» Exercise goal
How many lines of the records below contain the word "white"? Answer with the number alone.

» Given data
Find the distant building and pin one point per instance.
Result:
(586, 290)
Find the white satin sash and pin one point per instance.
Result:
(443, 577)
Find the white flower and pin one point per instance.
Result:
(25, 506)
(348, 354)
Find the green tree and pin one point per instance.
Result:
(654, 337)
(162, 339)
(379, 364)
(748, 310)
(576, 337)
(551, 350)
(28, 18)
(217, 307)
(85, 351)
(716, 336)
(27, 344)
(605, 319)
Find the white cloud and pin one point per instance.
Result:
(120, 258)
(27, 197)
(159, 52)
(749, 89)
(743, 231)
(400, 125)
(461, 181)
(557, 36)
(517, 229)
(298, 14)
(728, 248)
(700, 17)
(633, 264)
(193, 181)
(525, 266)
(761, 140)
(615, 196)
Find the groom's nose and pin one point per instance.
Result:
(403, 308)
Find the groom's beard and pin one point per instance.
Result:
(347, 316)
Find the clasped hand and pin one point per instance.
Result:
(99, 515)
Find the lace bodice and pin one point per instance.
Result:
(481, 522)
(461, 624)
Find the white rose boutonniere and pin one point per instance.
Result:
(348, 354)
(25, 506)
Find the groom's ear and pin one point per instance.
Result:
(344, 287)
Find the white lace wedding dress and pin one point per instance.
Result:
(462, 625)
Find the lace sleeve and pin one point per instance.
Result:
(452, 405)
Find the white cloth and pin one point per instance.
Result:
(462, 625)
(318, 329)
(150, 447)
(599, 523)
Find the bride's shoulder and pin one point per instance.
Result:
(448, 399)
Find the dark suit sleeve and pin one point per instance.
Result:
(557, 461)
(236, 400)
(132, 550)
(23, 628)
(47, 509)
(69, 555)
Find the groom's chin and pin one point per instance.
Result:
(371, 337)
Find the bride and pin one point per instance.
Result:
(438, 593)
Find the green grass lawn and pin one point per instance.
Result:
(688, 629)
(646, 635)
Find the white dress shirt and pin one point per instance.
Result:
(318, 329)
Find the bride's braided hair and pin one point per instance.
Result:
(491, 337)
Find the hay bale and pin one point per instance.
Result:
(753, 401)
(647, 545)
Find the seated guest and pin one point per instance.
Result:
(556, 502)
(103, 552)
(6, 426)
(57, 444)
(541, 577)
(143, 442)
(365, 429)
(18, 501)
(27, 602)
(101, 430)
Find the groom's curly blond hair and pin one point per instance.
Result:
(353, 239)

--

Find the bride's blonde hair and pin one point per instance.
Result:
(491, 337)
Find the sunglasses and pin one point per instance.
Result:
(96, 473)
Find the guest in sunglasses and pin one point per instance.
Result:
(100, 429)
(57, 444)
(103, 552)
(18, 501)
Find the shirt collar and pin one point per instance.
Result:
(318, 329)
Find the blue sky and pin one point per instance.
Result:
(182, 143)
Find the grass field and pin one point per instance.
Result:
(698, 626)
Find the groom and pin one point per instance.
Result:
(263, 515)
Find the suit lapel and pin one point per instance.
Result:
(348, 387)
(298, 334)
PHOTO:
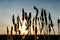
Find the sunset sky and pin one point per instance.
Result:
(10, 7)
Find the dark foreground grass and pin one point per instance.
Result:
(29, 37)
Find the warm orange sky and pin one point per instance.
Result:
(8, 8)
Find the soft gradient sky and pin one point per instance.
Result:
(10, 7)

» Answer to this problem
7